• [Page excerpt]:
Income Focus is also likely to have a more international flavour, with Woodford keen to shed geographical constraints at his new fund. "That's because over the 30 years I've been running income funds I've found that the additional flexibility to invest internationally has been very helpful at times," he explains.

O'Keeffe says this is "extremely attractive" as it allows Woodford free reign in terms of how he positions his portfolio, which is potentially very good news for investors. That said, the manager says that non-UK equity exposure is likely to be less than 20% as UK equities remain his bread and butter.

There are also likely to be plenty of similarities with his Equity Income fund. Clearly, there will be more of an emphasis on companies already paying a decent yield but, of the 50 stocks in the model portfolio he's been tracking, Woodford says around 15-20 are currently held in Equity Income.

Therefore, Adrian Lowcock, investment director at Architas says, there is no need to hold both; rather, it is a case of choosing the fund which meets your needs. Income Focus is likely to suit those in retirement who need the income now.

"If you are comfortable with a lower income, but the potential for greater capital growth then the existing fund would be more suitable, but if you are more in need of a higher income then the new Income Focus fund will be much more appropriate," he adds.

Brian Dennehy, managing director of FundExpert, agrees that investors only need exposure to the one Woodford fund and that any new fund you add to your portfolio should "fulfil a need". However, forced to make a choice, he says would replace Equity Income with Income Focus "regardless of whether we were looking at this as an income or growth investor".

Proven alternatives to Woodford Income Focus

Woodford hasn't exactly shot the lights out with his current pair of eponymous funds – Equity Income's one-year performance of 13.9% puts it in the third-quartile of the Investment Association UK equity income sector. It has, though, returned 31.1% since launch compared to its sector and benchmark's 20%.

• [Data under study]:

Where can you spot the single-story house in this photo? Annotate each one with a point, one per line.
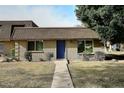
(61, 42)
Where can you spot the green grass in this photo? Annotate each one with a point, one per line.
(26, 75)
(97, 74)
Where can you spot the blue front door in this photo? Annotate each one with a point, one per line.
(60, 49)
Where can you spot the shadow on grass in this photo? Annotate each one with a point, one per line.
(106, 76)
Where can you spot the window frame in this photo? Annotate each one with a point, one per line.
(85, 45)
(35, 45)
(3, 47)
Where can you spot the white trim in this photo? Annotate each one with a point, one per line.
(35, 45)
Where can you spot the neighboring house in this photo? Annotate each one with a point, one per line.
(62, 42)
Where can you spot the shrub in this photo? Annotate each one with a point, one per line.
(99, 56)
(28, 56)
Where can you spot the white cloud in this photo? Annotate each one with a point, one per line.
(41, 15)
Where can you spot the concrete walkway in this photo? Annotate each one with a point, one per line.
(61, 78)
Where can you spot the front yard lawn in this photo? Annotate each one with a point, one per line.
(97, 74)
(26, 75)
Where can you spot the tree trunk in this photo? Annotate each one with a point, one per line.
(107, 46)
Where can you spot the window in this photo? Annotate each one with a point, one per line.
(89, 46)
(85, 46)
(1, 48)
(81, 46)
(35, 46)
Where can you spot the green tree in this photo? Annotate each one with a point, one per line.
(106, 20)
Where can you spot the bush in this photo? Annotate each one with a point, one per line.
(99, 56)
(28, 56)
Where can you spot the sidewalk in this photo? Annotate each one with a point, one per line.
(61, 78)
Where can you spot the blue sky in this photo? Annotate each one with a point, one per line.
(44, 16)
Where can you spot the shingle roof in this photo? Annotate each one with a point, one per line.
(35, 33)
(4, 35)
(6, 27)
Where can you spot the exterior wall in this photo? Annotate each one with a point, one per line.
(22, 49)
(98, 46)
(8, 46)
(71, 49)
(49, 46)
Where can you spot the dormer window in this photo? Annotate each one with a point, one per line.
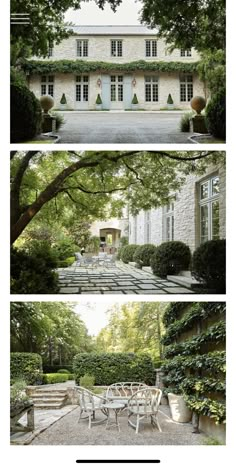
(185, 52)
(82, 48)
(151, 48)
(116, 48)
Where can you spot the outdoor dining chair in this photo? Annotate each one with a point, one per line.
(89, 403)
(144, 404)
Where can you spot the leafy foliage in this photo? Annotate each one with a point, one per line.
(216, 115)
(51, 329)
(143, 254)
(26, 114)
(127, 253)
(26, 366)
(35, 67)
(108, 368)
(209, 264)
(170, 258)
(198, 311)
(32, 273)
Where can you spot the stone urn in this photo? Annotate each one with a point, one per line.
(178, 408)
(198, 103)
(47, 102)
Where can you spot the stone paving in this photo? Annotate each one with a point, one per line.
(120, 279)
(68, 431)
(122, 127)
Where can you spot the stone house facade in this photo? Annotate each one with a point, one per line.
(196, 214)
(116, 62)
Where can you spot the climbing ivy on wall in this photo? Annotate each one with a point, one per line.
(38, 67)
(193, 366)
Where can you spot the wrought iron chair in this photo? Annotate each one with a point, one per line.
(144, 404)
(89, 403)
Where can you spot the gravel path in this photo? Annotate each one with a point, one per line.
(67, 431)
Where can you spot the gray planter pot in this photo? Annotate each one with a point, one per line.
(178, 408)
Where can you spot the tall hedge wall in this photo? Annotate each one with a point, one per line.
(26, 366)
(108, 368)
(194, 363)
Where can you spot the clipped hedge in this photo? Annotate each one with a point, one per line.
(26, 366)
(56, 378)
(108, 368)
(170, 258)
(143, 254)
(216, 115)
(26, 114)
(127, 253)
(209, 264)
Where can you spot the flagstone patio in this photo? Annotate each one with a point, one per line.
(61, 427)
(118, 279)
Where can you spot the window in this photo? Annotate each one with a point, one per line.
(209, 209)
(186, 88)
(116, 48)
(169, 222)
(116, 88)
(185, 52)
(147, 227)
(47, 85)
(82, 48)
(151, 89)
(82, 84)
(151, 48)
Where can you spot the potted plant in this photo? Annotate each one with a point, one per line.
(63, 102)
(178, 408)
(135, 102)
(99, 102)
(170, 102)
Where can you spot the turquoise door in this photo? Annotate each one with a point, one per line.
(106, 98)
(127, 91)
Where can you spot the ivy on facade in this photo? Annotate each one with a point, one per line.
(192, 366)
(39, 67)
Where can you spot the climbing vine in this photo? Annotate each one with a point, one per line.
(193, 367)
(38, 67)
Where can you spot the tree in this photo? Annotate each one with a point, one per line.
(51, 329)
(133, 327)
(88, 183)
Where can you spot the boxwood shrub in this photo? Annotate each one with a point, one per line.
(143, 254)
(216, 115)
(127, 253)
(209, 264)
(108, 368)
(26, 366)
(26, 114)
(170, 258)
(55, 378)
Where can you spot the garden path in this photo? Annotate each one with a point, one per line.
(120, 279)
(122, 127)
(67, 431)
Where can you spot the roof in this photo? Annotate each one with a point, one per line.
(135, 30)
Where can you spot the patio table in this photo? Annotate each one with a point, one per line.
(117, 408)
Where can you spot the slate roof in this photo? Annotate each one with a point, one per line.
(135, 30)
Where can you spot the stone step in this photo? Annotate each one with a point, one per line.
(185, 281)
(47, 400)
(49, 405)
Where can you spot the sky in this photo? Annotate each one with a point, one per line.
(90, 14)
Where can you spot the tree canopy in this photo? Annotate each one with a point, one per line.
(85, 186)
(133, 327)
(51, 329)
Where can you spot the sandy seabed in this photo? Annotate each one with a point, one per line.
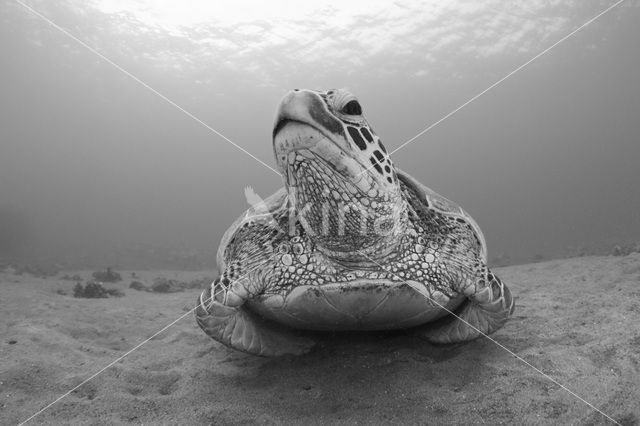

• [What you need to do]:
(a) In the Woodford fund article, rewrite the paragraph beginning "There are also likely to be plenty of similarities" more briefly, keeping its main facts.
(b) Reproduce the Woodford fund article from "Therefore, Adrian Lowcock, investment" up to and including "the income now.".
(c) Write the next part of the Woodford fund article, starting after its last sentence.
None of the items is needed for what follows.

• [Answers to each task]:
(a) Income Focus will probably resemble Equity Income in many ways, though it will focus more on companies already paying a decent yield. Of the 50 stocks in the model portfolio Woodford has been tracking, about 15-20 are currently held in Equity Income.

(b)
Therefore, Adrian Lowcock, investment director at Architas says, there is no need to hold both; rather, it is a case of choosing the fund which meets your needs. Income Focus is likely to suit those in retirement who need the income now.

(c)
Woodford Patient Capital, his closed-ended vehicle, has not fared well at all, losing 10% in value since launch almost two years ago.

With that kind of return, investors could be forgiven for sitting out this launch initially and seeing how it performs. And there are plenty of alternatives out there that promise meaty yields and are proven performers. Despite Woodford's confidence that he will be able to produce the 5% income, Dennehy says that income generation is a matter of proof and shouldn't be taken on trust.

Both Dennehy and Lowcock say JOHCM UK Equity Income, run by managers James Lowen and Clive Beagles, is an outstanding alternative that has managed to grow its payouts in eight of the last 10 years, helped in 2016 by the devaluation of sterling.

Lowcock says the managers look for companies that have an above-average yield and will sell if the yield falls below that level. This process, he explains, forces them to sell as well as removing any valuation risk out of the fund.

Dennehy also highlights Schroder Income, managed by Kevin Murphy and Nick Kirrage, as another fund to have grown payouts in eight of the last 10 calendar years. The fund's approach of seeking companies that are not correctly valued by investors and not trying to time currency strength or weakness, has served investors well.

Other funds liked by Lowcock include Evenlode Income, where manager Hugh Yarrow "is not a slave to the dividend"; Fidelity Moneybuilder Dividend, which uses a modest amount of options to boost the income it produces; and MI Chelverton UK Equity Income, whose focus on small and mid-sized companies "should provide plenty of opportunity for dividends to grow".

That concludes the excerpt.